→ TASK INPUTS
[Start of Attachment]
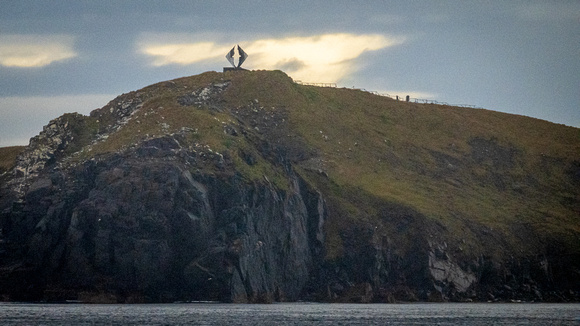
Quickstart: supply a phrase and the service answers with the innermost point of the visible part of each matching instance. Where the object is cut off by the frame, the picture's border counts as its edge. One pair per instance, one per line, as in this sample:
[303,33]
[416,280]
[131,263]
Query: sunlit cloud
[550,11]
[322,58]
[29,51]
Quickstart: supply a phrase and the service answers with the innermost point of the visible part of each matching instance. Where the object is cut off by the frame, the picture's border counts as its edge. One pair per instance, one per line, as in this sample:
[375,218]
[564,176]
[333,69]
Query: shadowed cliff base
[247,187]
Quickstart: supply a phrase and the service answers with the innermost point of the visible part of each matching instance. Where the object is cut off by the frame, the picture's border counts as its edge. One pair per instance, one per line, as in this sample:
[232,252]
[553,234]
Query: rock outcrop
[201,189]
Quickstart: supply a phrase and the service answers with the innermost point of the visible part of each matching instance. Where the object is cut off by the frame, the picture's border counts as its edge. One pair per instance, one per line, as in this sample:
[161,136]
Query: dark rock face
[167,218]
[144,225]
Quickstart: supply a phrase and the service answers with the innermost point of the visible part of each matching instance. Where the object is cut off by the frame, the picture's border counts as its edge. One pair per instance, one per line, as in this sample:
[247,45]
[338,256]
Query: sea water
[290,314]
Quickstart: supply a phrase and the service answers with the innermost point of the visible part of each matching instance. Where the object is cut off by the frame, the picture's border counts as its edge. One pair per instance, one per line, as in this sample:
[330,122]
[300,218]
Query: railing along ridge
[394,97]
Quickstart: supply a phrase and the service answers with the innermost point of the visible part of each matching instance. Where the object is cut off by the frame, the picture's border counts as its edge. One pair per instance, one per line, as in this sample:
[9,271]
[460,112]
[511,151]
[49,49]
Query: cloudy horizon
[518,57]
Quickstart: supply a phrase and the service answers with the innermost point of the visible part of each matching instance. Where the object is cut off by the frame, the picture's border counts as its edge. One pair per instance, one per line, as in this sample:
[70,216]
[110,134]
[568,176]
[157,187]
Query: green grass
[8,157]
[378,151]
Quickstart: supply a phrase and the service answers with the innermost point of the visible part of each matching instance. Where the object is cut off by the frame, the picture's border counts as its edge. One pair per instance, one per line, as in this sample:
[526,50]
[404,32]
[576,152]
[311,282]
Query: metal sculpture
[242,57]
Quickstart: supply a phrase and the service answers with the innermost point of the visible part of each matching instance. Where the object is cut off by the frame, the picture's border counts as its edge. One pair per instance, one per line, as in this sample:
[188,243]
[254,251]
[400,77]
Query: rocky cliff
[246,187]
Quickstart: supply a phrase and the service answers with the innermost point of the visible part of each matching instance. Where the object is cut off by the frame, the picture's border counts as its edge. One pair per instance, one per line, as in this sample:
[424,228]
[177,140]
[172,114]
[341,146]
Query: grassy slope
[459,167]
[8,157]
[421,156]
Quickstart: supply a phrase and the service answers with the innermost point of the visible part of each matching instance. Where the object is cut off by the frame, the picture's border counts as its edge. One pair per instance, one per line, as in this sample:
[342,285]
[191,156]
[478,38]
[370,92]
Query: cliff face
[245,187]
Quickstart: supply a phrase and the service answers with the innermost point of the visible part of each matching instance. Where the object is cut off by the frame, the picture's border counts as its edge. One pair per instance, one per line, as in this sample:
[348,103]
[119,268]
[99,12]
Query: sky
[520,57]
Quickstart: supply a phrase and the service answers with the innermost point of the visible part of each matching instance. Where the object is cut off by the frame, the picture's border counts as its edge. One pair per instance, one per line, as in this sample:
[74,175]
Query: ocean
[291,314]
[End of Attachment]
→ ABOUT THIS EXERCISE
An exact copy of every record above is needed, with all pictures left out.

→ ANSWER SECTION
Quickstart: supply a phrase and the service answers with the innermost point of the visible part of each matching instance. Where the object is cut off by the frame, the picture's border counts as its edge. One pair per instance, one per line, as in this sample:
[303,33]
[416,280]
[131,263]
Query: sunlit cloud
[550,11]
[322,58]
[29,51]
Quickstart: supply a phrase and the service answers with the innermost point of the visible part of each matching instance. Where the object is cut off by the frame, the picture's border counts as its edge. One pair per instance, one per line, as in this sample:
[375,218]
[564,176]
[333,69]
Query: shadowed cliff base
[247,187]
Quickstart: supply a phrase and the service answers with the innermost point of the visible part of each matching instance. Where the object is cut off by the frame, the picture's border counts as its edge. One pair per instance, one per line, as in this sample:
[232,252]
[553,234]
Query: rock outcrop
[201,189]
Quickstart: supply a phrase and the service answers with the innermost point of the visible part of each matching instance. Where the object is cut off by the frame, the picture's border counts as its edge. One pair per instance, one per line, as in this sample:
[161,136]
Query: dark rock face
[167,218]
[144,225]
Quickstart: supply a phrase and the service answers with the innermost point of the visible part of each matching instance. Where the object is cut off by the frame, the picture's border counts as its edge. One pair per instance, one per line, as in this sample:
[247,45]
[338,256]
Query: sea water
[290,314]
Quickstart: supply a phrase and the service answers with the innermost point of the visible part of each matching instance. Where the object is cut off by the frame, the picture's border counts as its edge. One pair per instance, one per line, as in this sample:
[330,122]
[300,218]
Query: railing along ridge
[394,97]
Quickstart: supply a phrase and the service answers with the innermost point of the visible part of each matching instance. Where the object is cut off by the frame, the picture's border counts as its edge. One pair per instance, one per line, as in this sample:
[9,271]
[460,112]
[511,151]
[49,49]
Query: cloudy horizon
[518,57]
Quickstart: supply a phrase and the service answers with the innermost point of the visible part of each matching instance. Where the object is cut off by the frame, the picture's border counts as its edge. One pair per instance, one per line, as in this sample:
[70,216]
[110,134]
[568,176]
[157,187]
Query: green grass
[8,157]
[378,151]
Quickstart: supply a phrase and the service answers with the innermost point of the visible part of each matching instance. Where the object is cut off by the frame, the picture's border counts as its edge. One pair per instance, one per line, as in this sample:
[526,50]
[404,32]
[576,152]
[311,282]
Query: metal sculpture
[242,57]
Quickstart: supply a phrase and the service answers with the innermost point of the visible part of each matching instance. Where the object is cut off by the frame, the picture's border counts as its edge. One pair per instance, one per line, as in this sample:
[188,243]
[254,251]
[400,77]
Query: rocky cliff
[246,187]
Quickstart: supply a phrase and the service answers with the innermost point of the visible part of each matching instance. Where the object is cut off by the frame, the picture's border counts as its edge. One pair per instance, one per line, as in this sample:
[424,228]
[177,140]
[172,114]
[341,146]
Query: grassy slope
[459,167]
[8,157]
[421,156]
Quickstart: supply a phrase and the service answers with the innermost point of the visible part of each matching instance. Where the object is cut off by the frame, the picture's border counts as its edge. One pair per instance, one per line, as in this sample:
[342,285]
[191,156]
[478,38]
[370,92]
Query: cliff face
[245,187]
Quickstart: supply a phrase and the service answers with the innermost point of the visible part of each matching instance. Where the object is cut off by the frame, the picture's border counts as its edge. One pair per instance, one per line, as in this sample:
[348,103]
[119,268]
[99,12]
Query: sky
[520,57]
Quickstart: supply a phrase and the service answers with the innermost point of the visible part of each matching instance. Where the object is cut off by the frame, the picture's border counts as its edge. One pair per instance, one per line, as in this sample:
[74,175]
Query: ocean
[291,314]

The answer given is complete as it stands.